======== Source material

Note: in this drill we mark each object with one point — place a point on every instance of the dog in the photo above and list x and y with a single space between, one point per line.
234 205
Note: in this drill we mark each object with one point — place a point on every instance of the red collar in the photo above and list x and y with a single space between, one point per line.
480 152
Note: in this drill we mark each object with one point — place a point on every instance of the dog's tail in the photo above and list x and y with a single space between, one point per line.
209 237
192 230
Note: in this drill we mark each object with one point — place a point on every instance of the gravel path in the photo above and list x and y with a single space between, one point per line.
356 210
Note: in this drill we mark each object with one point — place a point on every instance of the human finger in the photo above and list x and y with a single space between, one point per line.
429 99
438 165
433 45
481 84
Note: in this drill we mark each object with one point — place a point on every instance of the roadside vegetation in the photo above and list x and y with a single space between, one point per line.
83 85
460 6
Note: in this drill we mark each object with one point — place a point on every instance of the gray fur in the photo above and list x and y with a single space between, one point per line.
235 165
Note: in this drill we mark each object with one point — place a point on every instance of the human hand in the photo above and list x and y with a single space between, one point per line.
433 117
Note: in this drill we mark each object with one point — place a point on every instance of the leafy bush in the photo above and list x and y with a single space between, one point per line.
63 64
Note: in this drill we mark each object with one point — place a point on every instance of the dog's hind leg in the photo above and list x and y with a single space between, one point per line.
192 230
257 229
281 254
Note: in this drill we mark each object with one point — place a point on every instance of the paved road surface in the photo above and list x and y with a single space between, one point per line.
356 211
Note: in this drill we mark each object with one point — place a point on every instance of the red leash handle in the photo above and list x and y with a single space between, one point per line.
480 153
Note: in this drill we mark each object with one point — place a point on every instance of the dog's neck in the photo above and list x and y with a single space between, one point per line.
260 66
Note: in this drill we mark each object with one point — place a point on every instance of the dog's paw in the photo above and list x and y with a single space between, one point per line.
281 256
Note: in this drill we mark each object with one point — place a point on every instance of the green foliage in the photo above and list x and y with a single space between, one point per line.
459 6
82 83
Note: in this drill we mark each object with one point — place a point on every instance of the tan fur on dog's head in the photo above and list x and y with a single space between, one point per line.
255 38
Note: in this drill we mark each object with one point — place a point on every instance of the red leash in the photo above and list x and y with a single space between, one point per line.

================

• **What you have to do**
Reproduce the stretch of the listing from the line containing "the tan fur" through the end, swapping "red leash" for "black leash" and leaving everything else unchanged.

• **Exercise answer**
Note: in this drill we mark each object with one point — place a point on every instance of the tan fur on dog's head in the photo above and list x and y with a single space between, one point per line.
255 38
Note: in this drill we mark each object with one point — place a point on every instance of the black leash in the photo above and list x and y with a single space between, one point per line.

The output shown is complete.